Labeled area outline items
•••
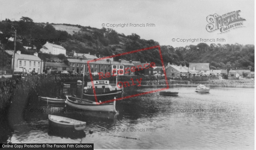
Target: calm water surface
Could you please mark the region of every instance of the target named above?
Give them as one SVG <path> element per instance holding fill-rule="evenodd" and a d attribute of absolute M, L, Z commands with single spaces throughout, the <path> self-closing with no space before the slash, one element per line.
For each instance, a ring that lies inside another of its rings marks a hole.
<path fill-rule="evenodd" d="M 210 93 L 202 94 L 195 92 L 195 88 L 173 87 L 166 90 L 178 92 L 177 97 L 161 96 L 157 92 L 119 101 L 117 114 L 31 112 L 31 109 L 69 109 L 44 103 L 32 105 L 22 113 L 18 123 L 9 123 L 13 130 L 2 127 L 4 135 L 0 138 L 4 143 L 94 143 L 95 149 L 254 149 L 254 89 L 211 88 Z M 136 91 L 125 90 L 127 95 Z M 60 90 L 77 92 L 72 87 Z M 198 109 L 215 112 L 191 112 Z M 225 111 L 217 112 L 217 109 Z M 182 113 L 177 109 L 191 110 Z M 73 134 L 50 130 L 49 114 L 86 121 L 86 127 Z M 147 128 L 154 130 L 147 131 Z M 107 128 L 124 132 L 102 131 Z M 141 131 L 131 131 L 130 128 Z M 94 131 L 92 134 L 89 134 L 90 130 Z"/>

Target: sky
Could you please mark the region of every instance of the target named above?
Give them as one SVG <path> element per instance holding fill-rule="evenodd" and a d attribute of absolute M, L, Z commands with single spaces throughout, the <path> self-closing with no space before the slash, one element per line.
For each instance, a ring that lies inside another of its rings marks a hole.
<path fill-rule="evenodd" d="M 244 27 L 219 34 L 208 32 L 207 16 L 240 10 Z M 22 16 L 34 22 L 67 23 L 112 28 L 125 35 L 134 33 L 161 45 L 174 47 L 200 43 L 254 44 L 254 0 L 0 0 L 1 19 L 18 20 Z M 147 27 L 147 23 L 154 24 Z M 110 24 L 128 24 L 124 27 Z M 130 24 L 142 27 L 131 27 Z M 143 25 L 144 25 L 144 26 Z M 210 40 L 200 41 L 200 39 Z M 217 38 L 223 40 L 217 42 Z M 173 41 L 173 39 L 175 41 Z M 194 42 L 180 39 L 198 39 Z M 212 41 L 214 40 L 215 41 Z"/>

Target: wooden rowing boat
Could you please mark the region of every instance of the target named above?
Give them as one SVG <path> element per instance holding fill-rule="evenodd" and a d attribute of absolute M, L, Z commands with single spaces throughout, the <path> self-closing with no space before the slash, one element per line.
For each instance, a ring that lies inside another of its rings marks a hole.
<path fill-rule="evenodd" d="M 117 113 L 116 101 L 99 104 L 95 102 L 72 96 L 66 96 L 66 103 L 69 106 L 75 108 L 82 109 L 85 111 L 106 111 Z"/>
<path fill-rule="evenodd" d="M 58 99 L 57 98 L 48 97 L 38 96 L 39 100 L 46 101 L 48 103 L 65 103 L 66 100 L 65 99 Z"/>
<path fill-rule="evenodd" d="M 51 125 L 57 127 L 81 130 L 85 128 L 86 123 L 60 116 L 49 115 L 48 118 Z"/>
<path fill-rule="evenodd" d="M 170 96 L 178 96 L 178 94 L 179 92 L 173 92 L 169 91 L 160 92 L 159 94 L 161 95 Z"/>

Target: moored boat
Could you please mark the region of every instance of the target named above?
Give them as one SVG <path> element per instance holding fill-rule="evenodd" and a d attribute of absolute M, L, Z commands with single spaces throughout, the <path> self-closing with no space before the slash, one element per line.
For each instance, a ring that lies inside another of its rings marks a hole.
<path fill-rule="evenodd" d="M 60 116 L 49 115 L 48 118 L 51 126 L 81 130 L 85 128 L 86 123 Z"/>
<path fill-rule="evenodd" d="M 118 88 L 117 86 L 113 87 L 109 84 L 108 80 L 96 80 L 93 82 L 98 101 L 100 100 L 104 101 L 113 99 L 114 97 L 117 97 L 120 96 L 123 92 L 122 89 Z M 86 96 L 86 99 L 95 101 L 91 81 L 87 82 L 87 86 L 86 88 L 83 95 Z"/>
<path fill-rule="evenodd" d="M 66 96 L 66 103 L 69 106 L 75 108 L 85 111 L 106 111 L 117 113 L 116 101 L 114 102 L 100 104 L 90 100 L 79 99 L 72 96 Z"/>
<path fill-rule="evenodd" d="M 46 101 L 48 103 L 65 103 L 66 100 L 65 99 L 59 99 L 57 98 L 48 97 L 38 96 L 39 100 Z"/>
<path fill-rule="evenodd" d="M 209 93 L 210 91 L 210 88 L 207 88 L 204 85 L 200 85 L 197 86 L 195 92 L 200 93 Z"/>
<path fill-rule="evenodd" d="M 159 94 L 161 95 L 163 95 L 165 96 L 178 96 L 178 94 L 179 92 L 172 92 L 169 91 L 161 91 L 159 93 Z"/>

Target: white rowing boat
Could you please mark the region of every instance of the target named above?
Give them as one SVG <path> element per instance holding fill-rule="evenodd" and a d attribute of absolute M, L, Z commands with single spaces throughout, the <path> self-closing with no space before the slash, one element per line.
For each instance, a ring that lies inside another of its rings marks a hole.
<path fill-rule="evenodd" d="M 75 108 L 82 109 L 85 111 L 106 111 L 117 113 L 116 110 L 116 101 L 99 104 L 95 102 L 72 96 L 66 96 L 66 103 Z"/>
<path fill-rule="evenodd" d="M 85 128 L 86 123 L 60 116 L 49 115 L 48 118 L 51 125 L 81 130 Z"/>

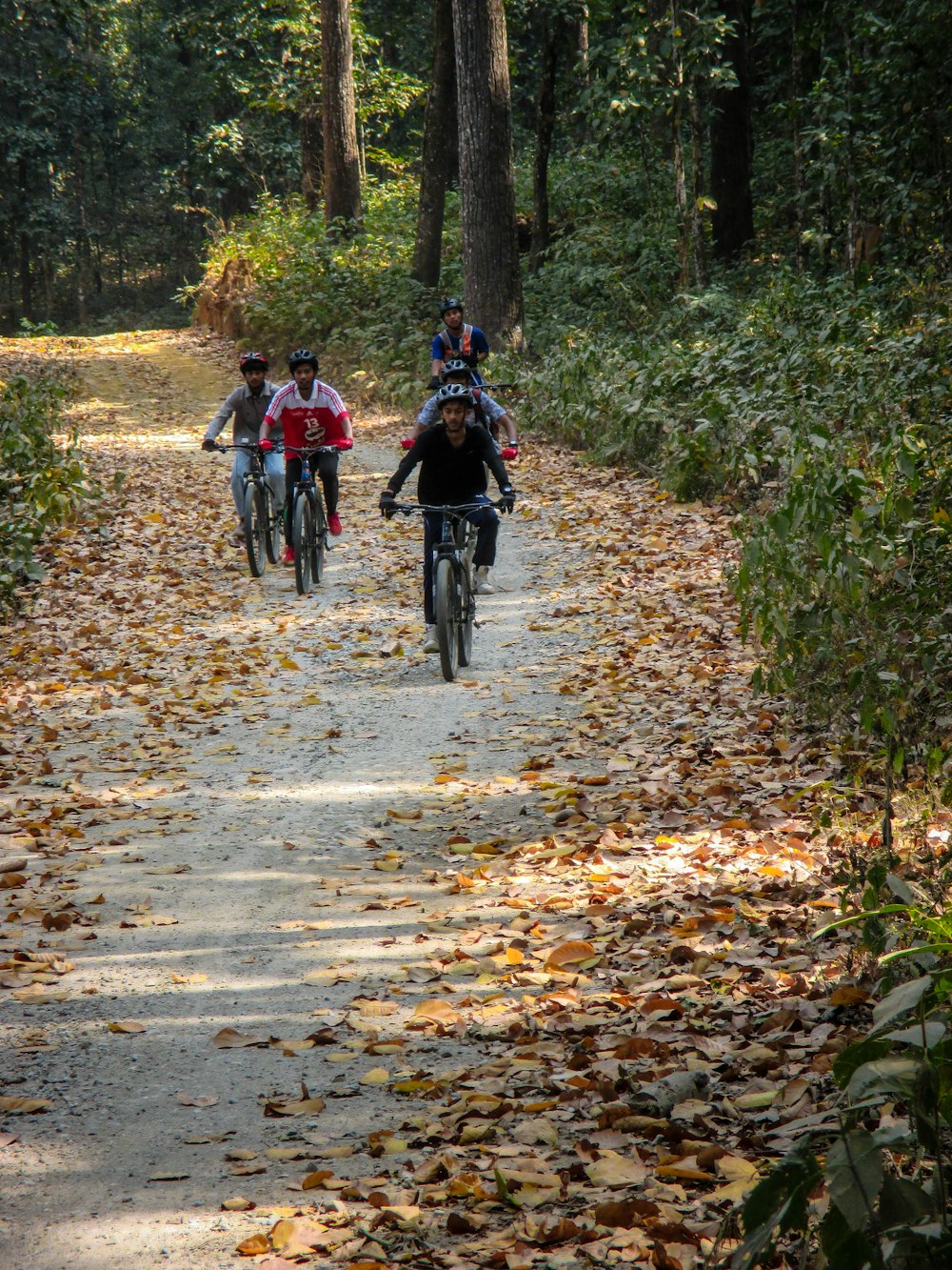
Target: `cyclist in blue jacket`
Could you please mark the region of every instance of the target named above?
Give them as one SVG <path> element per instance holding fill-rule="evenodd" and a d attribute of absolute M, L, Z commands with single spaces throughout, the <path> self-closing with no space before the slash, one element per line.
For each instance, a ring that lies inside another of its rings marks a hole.
<path fill-rule="evenodd" d="M 428 387 L 439 387 L 439 373 L 446 362 L 462 358 L 473 372 L 473 384 L 482 384 L 477 371 L 480 362 L 489 357 L 489 340 L 479 326 L 463 321 L 463 306 L 454 296 L 447 296 L 439 306 L 443 329 L 433 337 L 430 347 L 430 381 Z"/>

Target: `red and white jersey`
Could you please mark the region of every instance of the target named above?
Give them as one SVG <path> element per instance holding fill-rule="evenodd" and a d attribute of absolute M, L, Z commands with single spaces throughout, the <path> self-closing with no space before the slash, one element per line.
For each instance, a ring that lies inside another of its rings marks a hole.
<path fill-rule="evenodd" d="M 347 406 L 329 384 L 315 380 L 310 398 L 305 399 L 292 380 L 274 394 L 264 422 L 269 427 L 281 422 L 284 444 L 306 450 L 340 441 L 345 436 L 344 420 L 349 418 Z"/>

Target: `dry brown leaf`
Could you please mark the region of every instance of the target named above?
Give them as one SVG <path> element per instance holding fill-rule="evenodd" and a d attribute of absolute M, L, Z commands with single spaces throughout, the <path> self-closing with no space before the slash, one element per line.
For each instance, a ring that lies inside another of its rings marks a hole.
<path fill-rule="evenodd" d="M 0 1111 L 9 1111 L 11 1115 L 34 1115 L 37 1111 L 48 1111 L 52 1105 L 50 1099 L 0 1097 Z"/>
<path fill-rule="evenodd" d="M 222 1027 L 212 1036 L 212 1045 L 216 1049 L 241 1049 L 248 1045 L 269 1045 L 268 1036 L 245 1036 L 235 1031 L 234 1027 Z"/>
<path fill-rule="evenodd" d="M 552 949 L 546 958 L 546 969 L 565 970 L 588 961 L 594 955 L 595 950 L 588 940 L 569 940 L 566 944 L 560 944 L 559 947 Z"/>
<path fill-rule="evenodd" d="M 221 1206 L 226 1213 L 250 1213 L 258 1205 L 253 1199 L 245 1199 L 244 1195 L 235 1195 L 231 1199 L 223 1200 Z"/>

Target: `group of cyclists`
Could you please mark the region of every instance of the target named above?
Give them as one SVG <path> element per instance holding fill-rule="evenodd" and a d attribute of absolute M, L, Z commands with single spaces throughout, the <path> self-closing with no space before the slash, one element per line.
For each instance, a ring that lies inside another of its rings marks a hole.
<path fill-rule="evenodd" d="M 515 424 L 503 406 L 482 389 L 480 364 L 490 353 L 484 333 L 463 321 L 462 304 L 453 296 L 439 307 L 443 328 L 433 337 L 430 380 L 432 396 L 424 403 L 416 422 L 401 442 L 406 451 L 397 470 L 380 495 L 385 517 L 393 514 L 396 495 L 410 472 L 419 465 L 418 498 L 429 505 L 477 504 L 467 516 L 477 527 L 477 594 L 493 594 L 489 570 L 495 564 L 499 517 L 486 494 L 486 470 L 499 485 L 501 505 L 512 512 L 515 494 L 505 461 L 518 457 Z M 327 511 L 327 528 L 341 532 L 338 461 L 341 450 L 354 444 L 353 423 L 340 395 L 317 378 L 317 357 L 308 348 L 294 349 L 288 357 L 291 380 L 278 386 L 268 378 L 264 353 L 242 353 L 239 368 L 244 382 L 222 403 L 202 438 L 203 450 L 215 450 L 228 419 L 234 418 L 235 461 L 231 469 L 231 494 L 239 527 L 230 541 L 244 545 L 240 528 L 244 478 L 251 465 L 253 447 L 260 453 L 264 478 L 270 486 L 275 512 L 283 512 L 284 564 L 293 564 L 291 542 L 291 503 L 301 479 L 302 460 L 308 457 L 320 478 Z M 283 451 L 283 464 L 282 464 Z M 315 453 L 315 451 L 319 451 Z M 425 636 L 423 652 L 438 650 L 433 612 L 433 544 L 440 517 L 424 516 L 423 602 Z"/>

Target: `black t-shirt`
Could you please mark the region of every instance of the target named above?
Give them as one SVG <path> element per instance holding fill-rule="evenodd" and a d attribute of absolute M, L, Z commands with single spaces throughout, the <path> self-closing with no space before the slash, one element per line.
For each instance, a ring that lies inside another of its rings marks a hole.
<path fill-rule="evenodd" d="M 444 423 L 435 423 L 407 450 L 400 466 L 387 481 L 395 494 L 416 465 L 420 465 L 420 478 L 416 497 L 421 503 L 434 505 L 468 503 L 475 494 L 486 493 L 486 469 L 496 478 L 501 489 L 509 484 L 505 465 L 499 457 L 493 438 L 485 428 L 476 424 L 466 425 L 466 439 L 454 446 L 447 437 Z"/>

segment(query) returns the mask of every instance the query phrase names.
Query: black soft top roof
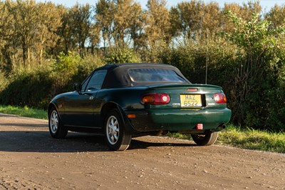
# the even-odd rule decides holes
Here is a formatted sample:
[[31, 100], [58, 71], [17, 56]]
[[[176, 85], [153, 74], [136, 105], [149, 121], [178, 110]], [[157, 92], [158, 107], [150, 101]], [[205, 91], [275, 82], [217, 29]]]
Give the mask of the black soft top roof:
[[[108, 70], [102, 89], [112, 89], [118, 87], [127, 87], [132, 86], [141, 86], [142, 84], [138, 84], [131, 81], [128, 73], [130, 69], [163, 69], [175, 71], [185, 81], [188, 80], [182, 75], [180, 71], [171, 65], [161, 64], [108, 64], [96, 69], [98, 70]], [[189, 81], [188, 81], [189, 82]], [[155, 84], [155, 83], [154, 83]], [[156, 83], [157, 84], [157, 83]], [[144, 84], [145, 85], [145, 84]]]

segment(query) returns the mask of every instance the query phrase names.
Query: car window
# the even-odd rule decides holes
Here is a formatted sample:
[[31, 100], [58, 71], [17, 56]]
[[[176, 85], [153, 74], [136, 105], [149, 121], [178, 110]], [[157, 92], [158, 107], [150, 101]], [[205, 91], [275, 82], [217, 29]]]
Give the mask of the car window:
[[100, 70], [95, 71], [92, 75], [92, 76], [90, 76], [89, 82], [86, 86], [86, 91], [91, 91], [94, 90], [100, 89], [102, 87], [102, 84], [104, 81], [105, 76], [106, 76], [106, 74], [107, 74], [107, 70]]
[[85, 89], [86, 89], [87, 84], [88, 84], [89, 81], [89, 79], [91, 77], [91, 76], [92, 75], [90, 74], [88, 77], [84, 80], [83, 83], [82, 84], [81, 91], [84, 91]]
[[175, 71], [163, 69], [130, 69], [128, 71], [133, 82], [187, 83]]

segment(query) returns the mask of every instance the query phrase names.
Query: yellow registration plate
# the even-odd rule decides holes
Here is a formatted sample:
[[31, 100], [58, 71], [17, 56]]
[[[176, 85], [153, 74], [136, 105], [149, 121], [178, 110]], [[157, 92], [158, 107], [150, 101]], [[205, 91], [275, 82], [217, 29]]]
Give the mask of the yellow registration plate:
[[201, 94], [180, 94], [182, 107], [201, 107]]

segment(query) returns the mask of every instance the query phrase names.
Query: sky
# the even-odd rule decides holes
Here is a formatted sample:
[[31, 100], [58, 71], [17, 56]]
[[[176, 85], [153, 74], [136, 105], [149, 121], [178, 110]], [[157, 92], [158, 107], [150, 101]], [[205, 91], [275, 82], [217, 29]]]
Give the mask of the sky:
[[[143, 9], [145, 9], [145, 5], [147, 2], [147, 0], [135, 0], [137, 2], [140, 2], [140, 4], [142, 5]], [[49, 0], [49, 1], [45, 1], [45, 0], [36, 0], [36, 1], [51, 1], [55, 3], [56, 4], [62, 4], [66, 6], [71, 7], [72, 6], [75, 5], [76, 2], [78, 2], [79, 4], [89, 4], [90, 5], [95, 5], [97, 2], [97, 0], [78, 0], [78, 1], [73, 1], [73, 0]], [[167, 0], [167, 6], [168, 8], [170, 8], [172, 6], [177, 5], [178, 3], [182, 2], [182, 1], [187, 1], [187, 0]], [[210, 1], [217, 1], [219, 3], [219, 6], [221, 7], [223, 7], [224, 3], [238, 3], [241, 5], [243, 4], [243, 3], [247, 3], [249, 1], [243, 1], [243, 0], [216, 0], [216, 1], [211, 1], [211, 0], [204, 0], [204, 2], [206, 4], [209, 3]], [[269, 11], [271, 7], [273, 7], [275, 4], [277, 4], [278, 5], [285, 5], [285, 0], [260, 0], [260, 4], [261, 5], [263, 8], [264, 11]]]

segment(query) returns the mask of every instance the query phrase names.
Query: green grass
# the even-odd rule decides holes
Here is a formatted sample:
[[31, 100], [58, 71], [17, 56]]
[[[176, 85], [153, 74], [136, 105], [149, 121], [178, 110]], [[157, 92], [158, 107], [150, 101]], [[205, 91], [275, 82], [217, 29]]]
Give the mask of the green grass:
[[[23, 116], [48, 119], [46, 111], [0, 105], [0, 112]], [[189, 134], [168, 134], [167, 136], [190, 139]], [[274, 133], [227, 124], [219, 134], [217, 144], [241, 149], [285, 153], [285, 133]]]
[[[167, 136], [191, 139], [190, 134], [167, 134]], [[219, 134], [216, 144], [245, 149], [285, 153], [285, 133], [274, 133], [227, 124]]]
[[32, 117], [36, 119], [48, 119], [46, 111], [28, 108], [28, 106], [18, 107], [0, 105], [0, 112], [7, 114], [14, 114], [21, 116]]
[[218, 143], [242, 149], [285, 153], [285, 133], [241, 128], [231, 124], [219, 133]]

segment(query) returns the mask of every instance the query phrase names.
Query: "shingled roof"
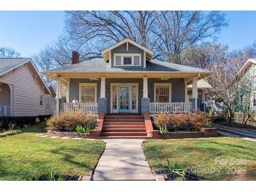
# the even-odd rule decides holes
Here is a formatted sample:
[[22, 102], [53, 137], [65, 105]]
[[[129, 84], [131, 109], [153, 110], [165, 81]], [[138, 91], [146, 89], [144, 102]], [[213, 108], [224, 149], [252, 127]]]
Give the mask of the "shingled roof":
[[66, 67], [58, 67], [43, 74], [52, 73], [111, 73], [111, 72], [173, 72], [173, 73], [197, 73], [211, 74], [208, 70], [200, 68], [177, 64], [171, 62], [162, 62], [151, 60], [147, 62], [146, 68], [109, 68], [108, 62], [103, 59], [97, 59], [92, 61], [83, 62], [78, 64], [71, 64]]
•••
**Task prompt:** Copy out the lines of the records that begin with the line containing "Target: white rowing boat" and run through the line containing "113 L 116 110", with both of those lines included and every character left unchanged.

**Reply to the exercise:**
Target: white rowing boat
Could you please mark the region of every instance of the target named above?
Give them as one SVG <path> element per instance holding fill-rule="evenodd" and a d attribute of absolute M, L, Z commands with single spaces throughout, the <path> self-closing with no space before the slash, one element per line.
For each instance, a ring that lies inside another of its rings marks a hole.
<path fill-rule="evenodd" d="M 75 108 L 82 109 L 85 111 L 106 111 L 117 113 L 116 110 L 116 101 L 99 104 L 95 102 L 72 96 L 66 96 L 66 103 Z"/>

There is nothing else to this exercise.